## Your instructions
An exact copy of all the entries below is what this task needs.

----------------------------------------

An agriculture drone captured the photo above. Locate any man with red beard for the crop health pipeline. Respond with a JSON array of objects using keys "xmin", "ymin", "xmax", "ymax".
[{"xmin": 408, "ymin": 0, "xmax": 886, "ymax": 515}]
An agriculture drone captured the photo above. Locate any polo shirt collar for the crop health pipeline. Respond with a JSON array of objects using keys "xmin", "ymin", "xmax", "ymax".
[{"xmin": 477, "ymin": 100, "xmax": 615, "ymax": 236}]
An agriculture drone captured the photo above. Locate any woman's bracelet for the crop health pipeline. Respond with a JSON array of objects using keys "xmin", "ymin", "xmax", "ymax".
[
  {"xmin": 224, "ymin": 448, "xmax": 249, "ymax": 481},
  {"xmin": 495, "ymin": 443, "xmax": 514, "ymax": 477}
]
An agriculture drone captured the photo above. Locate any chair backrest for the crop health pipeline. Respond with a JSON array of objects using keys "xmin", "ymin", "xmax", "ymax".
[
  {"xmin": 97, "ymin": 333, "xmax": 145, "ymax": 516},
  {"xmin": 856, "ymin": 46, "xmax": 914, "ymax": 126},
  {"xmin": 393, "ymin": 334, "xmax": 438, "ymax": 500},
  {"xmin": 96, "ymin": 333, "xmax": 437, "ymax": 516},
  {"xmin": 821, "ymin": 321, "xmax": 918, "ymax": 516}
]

----------------------------------------

## Answer box
An agriculture drone captured the photo above. Locate any man with red beard for the crop health pipeline. Respond with a JSON array of objects using keys "xmin", "ymin", "xmax", "ymax".
[{"xmin": 408, "ymin": 0, "xmax": 886, "ymax": 515}]
An agriculture drone captured the photo above. Locate any polo shirt collar for the crop health pipeline. Respond with a JSON array of objects using keys "xmin", "ymin", "xmax", "ymax".
[{"xmin": 477, "ymin": 100, "xmax": 615, "ymax": 236}]
An agriculture drone captured the photo above. Locate any woman's bracelet for the crop health pipeline. Respond with a JSON array of objects using keys "xmin", "ymin", "xmax", "ymax".
[
  {"xmin": 224, "ymin": 448, "xmax": 249, "ymax": 481},
  {"xmin": 495, "ymin": 443, "xmax": 514, "ymax": 477}
]
An agriculture drone captured the photo above. Locate any chair backrest for the crop health pipeline. Respond with a JSON array of objects using keys "xmin", "ymin", "xmax", "ymax".
[
  {"xmin": 97, "ymin": 333, "xmax": 145, "ymax": 516},
  {"xmin": 856, "ymin": 46, "xmax": 914, "ymax": 126},
  {"xmin": 393, "ymin": 334, "xmax": 438, "ymax": 500},
  {"xmin": 96, "ymin": 333, "xmax": 437, "ymax": 516},
  {"xmin": 821, "ymin": 321, "xmax": 918, "ymax": 516}
]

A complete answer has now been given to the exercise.